Action item:
Write out the entries below once more, exactly.
*** Records shown ***
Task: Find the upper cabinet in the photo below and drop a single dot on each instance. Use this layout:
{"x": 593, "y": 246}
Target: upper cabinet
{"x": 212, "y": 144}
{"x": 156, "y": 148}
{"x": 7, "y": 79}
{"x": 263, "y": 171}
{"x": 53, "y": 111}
*** End of Records shown ***
Reply to the task:
Task: Find the upper cabinet in the photo below and drop a single dot on each instance. Use this layout:
{"x": 593, "y": 246}
Target: upper cabinet
{"x": 212, "y": 144}
{"x": 156, "y": 148}
{"x": 7, "y": 79}
{"x": 263, "y": 171}
{"x": 53, "y": 111}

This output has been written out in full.